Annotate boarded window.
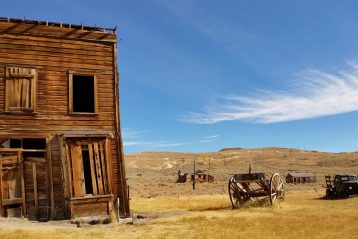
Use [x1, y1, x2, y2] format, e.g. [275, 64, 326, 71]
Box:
[66, 141, 110, 197]
[5, 67, 37, 112]
[69, 73, 97, 113]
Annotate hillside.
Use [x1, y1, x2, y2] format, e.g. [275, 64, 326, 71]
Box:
[125, 148, 358, 198]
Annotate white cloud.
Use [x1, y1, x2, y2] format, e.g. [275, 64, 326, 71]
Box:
[198, 134, 219, 143]
[181, 63, 358, 124]
[123, 128, 188, 148]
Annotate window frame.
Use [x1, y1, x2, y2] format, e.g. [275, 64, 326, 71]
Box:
[4, 65, 38, 115]
[68, 71, 98, 116]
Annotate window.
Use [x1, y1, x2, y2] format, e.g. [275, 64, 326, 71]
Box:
[5, 67, 37, 113]
[69, 73, 98, 114]
[66, 140, 111, 197]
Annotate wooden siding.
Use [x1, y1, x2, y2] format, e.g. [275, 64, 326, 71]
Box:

Exercise prompt: Copy the material above word for word, leaving out the picture.

Task response:
Annotate boarded window.
Use [x1, y1, x2, y2] format, e.g. [275, 64, 326, 71]
Box:
[66, 141, 110, 197]
[5, 67, 37, 112]
[69, 73, 97, 113]
Annotate hillside.
Use [x1, y1, x2, y2] format, e.g. [275, 64, 326, 71]
Box:
[125, 148, 358, 198]
Annotate white cloud.
Use [x1, y1, x2, y2] format, e.g. [275, 64, 326, 71]
Box:
[198, 134, 219, 143]
[181, 63, 358, 124]
[123, 128, 188, 148]
Annotate window frame.
Use [x1, y1, x2, y2] format, e.g. [275, 64, 326, 71]
Box:
[4, 65, 38, 115]
[68, 71, 98, 116]
Annotate window.
Use [x1, y1, x2, y2] format, e.g. [275, 64, 326, 71]
Box:
[5, 67, 37, 113]
[69, 73, 98, 114]
[66, 140, 111, 197]
Annotate wooden siding.
Use [x1, y1, x2, y2] format, e.g. [275, 64, 326, 71]
Box:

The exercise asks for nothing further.